> **The problem**
Count the lines below that contain the string "beard", matching case exactly, and reply with only that number.

-------------------------

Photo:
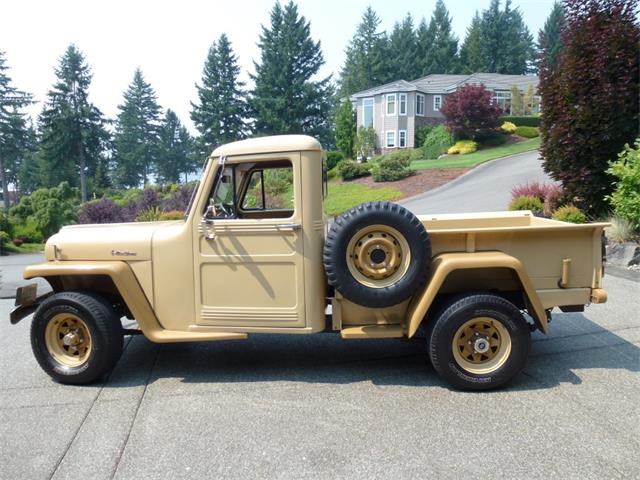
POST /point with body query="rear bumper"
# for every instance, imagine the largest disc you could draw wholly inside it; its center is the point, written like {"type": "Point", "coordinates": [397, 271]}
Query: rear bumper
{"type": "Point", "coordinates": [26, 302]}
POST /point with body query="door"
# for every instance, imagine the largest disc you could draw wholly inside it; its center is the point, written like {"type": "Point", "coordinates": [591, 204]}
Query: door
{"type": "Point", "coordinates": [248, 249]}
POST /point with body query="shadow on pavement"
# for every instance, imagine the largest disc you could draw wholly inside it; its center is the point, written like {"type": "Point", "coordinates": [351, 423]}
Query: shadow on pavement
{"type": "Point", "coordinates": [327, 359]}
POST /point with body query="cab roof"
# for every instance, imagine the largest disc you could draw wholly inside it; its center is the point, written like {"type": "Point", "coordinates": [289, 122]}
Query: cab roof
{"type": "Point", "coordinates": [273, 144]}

-------------------------

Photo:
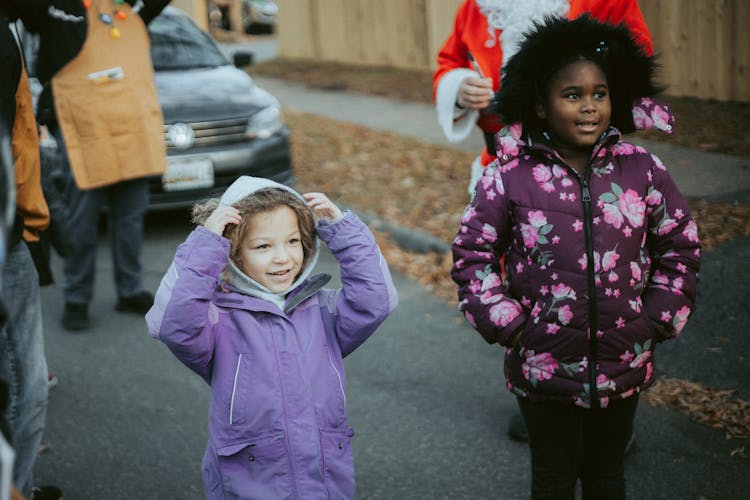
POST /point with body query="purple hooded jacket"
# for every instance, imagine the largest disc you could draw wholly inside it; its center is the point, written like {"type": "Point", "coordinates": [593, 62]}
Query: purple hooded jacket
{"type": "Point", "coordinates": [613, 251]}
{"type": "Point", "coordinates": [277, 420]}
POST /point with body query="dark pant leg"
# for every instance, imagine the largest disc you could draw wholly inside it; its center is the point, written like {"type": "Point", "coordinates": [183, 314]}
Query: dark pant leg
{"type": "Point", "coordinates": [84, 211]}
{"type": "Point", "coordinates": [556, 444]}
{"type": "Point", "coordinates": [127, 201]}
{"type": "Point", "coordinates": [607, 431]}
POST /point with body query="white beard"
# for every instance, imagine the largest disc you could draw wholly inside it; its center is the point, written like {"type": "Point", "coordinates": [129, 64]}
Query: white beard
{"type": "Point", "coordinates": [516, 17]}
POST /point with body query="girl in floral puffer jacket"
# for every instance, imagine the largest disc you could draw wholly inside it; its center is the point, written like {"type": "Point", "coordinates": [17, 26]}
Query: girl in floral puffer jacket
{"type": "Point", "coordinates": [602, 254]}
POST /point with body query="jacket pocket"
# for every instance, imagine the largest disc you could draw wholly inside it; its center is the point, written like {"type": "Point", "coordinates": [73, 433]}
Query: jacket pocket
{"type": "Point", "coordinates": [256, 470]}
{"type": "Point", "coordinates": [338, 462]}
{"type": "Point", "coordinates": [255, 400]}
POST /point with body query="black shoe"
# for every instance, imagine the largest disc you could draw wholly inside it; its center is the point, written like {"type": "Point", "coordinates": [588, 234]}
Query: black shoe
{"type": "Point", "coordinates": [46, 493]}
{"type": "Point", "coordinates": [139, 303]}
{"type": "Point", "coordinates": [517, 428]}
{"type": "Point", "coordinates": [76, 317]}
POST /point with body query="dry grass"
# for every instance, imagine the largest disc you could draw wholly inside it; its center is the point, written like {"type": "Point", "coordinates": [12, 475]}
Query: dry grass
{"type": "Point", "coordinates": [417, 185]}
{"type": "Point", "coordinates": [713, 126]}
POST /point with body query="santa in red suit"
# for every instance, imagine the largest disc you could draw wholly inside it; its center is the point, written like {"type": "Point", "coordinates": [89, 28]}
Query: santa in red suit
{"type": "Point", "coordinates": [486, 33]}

-------------------------

> **Output below**
2